Rewrite the records from the line with "In this exercise you will mark every instance of the large" through the end of the records, putting "biggest circle" wherever "largest circle" appears and changing nothing else.

------ Record extracts

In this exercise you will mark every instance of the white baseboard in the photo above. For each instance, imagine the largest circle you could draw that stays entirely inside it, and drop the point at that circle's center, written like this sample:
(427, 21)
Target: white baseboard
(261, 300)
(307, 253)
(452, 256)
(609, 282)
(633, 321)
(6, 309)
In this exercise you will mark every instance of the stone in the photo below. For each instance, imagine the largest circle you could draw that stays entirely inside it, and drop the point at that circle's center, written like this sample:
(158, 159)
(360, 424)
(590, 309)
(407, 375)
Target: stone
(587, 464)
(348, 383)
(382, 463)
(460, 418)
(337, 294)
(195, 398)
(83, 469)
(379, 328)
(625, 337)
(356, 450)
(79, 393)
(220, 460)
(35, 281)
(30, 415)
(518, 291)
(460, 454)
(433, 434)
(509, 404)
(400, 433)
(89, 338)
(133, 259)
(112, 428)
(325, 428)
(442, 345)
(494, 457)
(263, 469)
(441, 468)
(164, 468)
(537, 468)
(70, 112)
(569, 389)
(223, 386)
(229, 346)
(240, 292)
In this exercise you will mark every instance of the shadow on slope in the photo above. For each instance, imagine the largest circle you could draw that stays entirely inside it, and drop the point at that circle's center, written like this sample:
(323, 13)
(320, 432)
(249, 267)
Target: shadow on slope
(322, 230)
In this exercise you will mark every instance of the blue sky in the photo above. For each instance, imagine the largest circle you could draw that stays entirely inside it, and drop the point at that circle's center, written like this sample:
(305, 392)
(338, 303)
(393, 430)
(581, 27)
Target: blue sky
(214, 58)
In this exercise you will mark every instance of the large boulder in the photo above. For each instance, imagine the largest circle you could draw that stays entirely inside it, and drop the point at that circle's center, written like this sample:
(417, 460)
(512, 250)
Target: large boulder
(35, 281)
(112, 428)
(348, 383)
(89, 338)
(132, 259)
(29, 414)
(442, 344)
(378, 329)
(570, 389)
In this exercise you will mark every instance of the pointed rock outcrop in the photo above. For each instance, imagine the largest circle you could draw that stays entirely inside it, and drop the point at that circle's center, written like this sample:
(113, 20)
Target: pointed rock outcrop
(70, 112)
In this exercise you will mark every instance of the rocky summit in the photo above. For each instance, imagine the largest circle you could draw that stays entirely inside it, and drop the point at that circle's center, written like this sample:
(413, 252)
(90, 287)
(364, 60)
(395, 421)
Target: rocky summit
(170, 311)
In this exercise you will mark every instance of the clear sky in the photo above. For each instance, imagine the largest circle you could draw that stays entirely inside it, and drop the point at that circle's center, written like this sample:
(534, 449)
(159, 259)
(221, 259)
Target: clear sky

------------

• Result for this task:
In this exercise you will mark every instance of the large boulder in the photo above. For each instance, imagine the biggest circle you could draw that stays entirely inside it, and drop the point at that circle's center, written like this sample:
(417, 460)
(512, 250)
Target: large boulder
(35, 281)
(112, 428)
(348, 383)
(89, 338)
(132, 259)
(29, 414)
(442, 344)
(378, 329)
(570, 389)
In this exercise you will mark every instance of the pointed rock outcrop in the photo above. For each instance, imagine the biggest circle you could draw that stays entirely inside it, and drop the point at that circle's center, written like this sample:
(113, 20)
Target: pointed rock outcrop
(70, 112)
In this exercise you will mark every instance of the rocky summit in the photo above. For each instance, imagine the biggest circle you could draw that stays entirely inside it, and drop the point at that circle's center, written like this sample:
(413, 252)
(90, 287)
(364, 60)
(395, 421)
Target: rocky summit
(170, 311)
In this exercise you will mark every instance of the clear sky in the photo above. For each instance, imagine the biggest circle you could draw that stays entirely inside it, and drop the point at that circle's center, written like this sample:
(534, 449)
(159, 259)
(221, 259)
Target: clear sky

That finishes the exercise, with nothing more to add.